EXERCISE BRIEF:
Return, from the material below, each line in which "yellow" occurs.

SUPPLIED DATA:

/---

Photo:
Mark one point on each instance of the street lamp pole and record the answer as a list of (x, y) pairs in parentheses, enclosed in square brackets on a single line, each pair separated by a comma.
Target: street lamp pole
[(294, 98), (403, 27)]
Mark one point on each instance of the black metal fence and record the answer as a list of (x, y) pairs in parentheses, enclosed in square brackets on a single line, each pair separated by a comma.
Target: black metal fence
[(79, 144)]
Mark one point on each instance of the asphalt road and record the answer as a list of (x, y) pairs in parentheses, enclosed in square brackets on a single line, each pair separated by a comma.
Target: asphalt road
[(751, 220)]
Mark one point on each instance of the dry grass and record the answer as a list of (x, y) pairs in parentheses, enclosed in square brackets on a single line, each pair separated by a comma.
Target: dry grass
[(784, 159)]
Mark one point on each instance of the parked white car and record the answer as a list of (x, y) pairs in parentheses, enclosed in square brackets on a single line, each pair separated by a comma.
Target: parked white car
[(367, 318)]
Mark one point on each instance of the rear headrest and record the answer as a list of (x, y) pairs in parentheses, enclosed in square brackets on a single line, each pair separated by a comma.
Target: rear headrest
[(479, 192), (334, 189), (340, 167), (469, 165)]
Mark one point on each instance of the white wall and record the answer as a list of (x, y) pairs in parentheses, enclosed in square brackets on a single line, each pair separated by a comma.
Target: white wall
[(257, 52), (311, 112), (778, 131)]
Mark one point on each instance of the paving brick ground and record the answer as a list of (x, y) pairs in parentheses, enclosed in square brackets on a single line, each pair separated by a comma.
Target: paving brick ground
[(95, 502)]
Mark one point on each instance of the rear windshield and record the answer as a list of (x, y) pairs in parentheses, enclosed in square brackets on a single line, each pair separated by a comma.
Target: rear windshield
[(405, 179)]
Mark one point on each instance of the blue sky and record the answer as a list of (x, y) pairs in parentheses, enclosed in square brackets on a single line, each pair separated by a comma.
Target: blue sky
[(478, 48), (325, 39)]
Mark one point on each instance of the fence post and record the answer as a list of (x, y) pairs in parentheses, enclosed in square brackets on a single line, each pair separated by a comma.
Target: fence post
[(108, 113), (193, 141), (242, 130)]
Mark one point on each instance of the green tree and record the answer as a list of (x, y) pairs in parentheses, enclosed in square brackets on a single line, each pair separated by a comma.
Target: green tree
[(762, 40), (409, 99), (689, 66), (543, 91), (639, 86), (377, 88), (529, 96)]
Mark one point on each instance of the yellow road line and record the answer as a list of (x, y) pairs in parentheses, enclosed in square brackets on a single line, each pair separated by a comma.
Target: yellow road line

\---

TASK ANSWER:
Mark one point on each instance of the yellow road line and record the answer as a list of (x, y) pairs in parentheses, enclosed in square brackets on a single line, each pair separated by a comma.
Target: yellow road line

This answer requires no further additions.